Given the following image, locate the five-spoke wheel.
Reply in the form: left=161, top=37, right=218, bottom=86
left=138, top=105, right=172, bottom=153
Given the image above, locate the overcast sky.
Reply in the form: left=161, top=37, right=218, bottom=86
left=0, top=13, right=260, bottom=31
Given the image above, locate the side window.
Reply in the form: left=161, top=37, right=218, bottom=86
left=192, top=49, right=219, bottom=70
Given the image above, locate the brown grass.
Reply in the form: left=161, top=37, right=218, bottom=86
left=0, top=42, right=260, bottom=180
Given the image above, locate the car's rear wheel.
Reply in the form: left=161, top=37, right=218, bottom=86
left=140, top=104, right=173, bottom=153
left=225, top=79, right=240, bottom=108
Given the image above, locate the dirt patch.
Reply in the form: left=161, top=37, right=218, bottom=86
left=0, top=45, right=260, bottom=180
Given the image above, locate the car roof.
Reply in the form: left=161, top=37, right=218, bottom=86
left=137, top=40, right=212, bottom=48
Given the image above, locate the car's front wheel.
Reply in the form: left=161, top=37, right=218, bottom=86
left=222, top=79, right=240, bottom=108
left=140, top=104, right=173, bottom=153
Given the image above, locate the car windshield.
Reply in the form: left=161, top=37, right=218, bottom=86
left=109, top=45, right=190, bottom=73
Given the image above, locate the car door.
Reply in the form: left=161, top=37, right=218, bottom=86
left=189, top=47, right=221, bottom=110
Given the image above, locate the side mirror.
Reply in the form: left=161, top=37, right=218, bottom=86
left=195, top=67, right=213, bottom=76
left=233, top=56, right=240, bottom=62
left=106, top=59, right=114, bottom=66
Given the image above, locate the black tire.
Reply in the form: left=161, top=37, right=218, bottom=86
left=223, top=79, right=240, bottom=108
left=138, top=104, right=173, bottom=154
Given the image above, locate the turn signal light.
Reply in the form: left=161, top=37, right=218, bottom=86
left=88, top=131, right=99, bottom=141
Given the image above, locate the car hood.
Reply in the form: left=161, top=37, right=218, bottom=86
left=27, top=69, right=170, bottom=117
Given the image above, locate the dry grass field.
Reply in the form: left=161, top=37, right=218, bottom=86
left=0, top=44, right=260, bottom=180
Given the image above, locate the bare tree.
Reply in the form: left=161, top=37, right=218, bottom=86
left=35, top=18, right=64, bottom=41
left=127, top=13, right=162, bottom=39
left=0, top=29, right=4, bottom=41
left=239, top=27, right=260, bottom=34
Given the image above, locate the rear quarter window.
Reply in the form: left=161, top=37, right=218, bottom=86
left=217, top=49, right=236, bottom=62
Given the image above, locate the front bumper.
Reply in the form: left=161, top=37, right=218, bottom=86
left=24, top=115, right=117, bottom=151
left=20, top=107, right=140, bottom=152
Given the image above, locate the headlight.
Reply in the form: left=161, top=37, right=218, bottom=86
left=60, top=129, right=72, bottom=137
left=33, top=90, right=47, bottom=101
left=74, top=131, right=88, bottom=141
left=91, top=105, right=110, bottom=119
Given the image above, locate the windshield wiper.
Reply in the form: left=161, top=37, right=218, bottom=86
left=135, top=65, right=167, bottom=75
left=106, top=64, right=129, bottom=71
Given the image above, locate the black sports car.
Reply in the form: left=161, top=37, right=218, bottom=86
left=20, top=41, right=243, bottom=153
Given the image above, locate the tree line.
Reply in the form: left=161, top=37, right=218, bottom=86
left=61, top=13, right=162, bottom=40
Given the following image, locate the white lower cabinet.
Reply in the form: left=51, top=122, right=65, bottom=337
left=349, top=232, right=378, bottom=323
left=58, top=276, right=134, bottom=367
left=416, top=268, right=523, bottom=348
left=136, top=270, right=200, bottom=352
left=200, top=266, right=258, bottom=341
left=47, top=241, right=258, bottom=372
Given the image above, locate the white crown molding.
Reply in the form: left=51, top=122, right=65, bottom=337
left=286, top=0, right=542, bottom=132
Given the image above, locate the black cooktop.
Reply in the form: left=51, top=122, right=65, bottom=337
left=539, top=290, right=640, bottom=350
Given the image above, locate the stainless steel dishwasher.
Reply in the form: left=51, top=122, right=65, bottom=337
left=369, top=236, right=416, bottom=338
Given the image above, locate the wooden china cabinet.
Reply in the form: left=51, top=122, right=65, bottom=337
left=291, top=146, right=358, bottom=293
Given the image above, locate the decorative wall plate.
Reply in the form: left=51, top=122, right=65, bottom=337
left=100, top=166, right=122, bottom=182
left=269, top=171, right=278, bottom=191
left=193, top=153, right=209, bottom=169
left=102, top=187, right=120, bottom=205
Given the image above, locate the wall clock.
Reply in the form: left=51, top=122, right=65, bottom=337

◆ ◆ ◆ ◆ ◆

**Instructions for the task**
List every line of the records above that contains the word "window".

**Response**
Given the image above, locate the side window.
Given the image above, locate the rear quarter window.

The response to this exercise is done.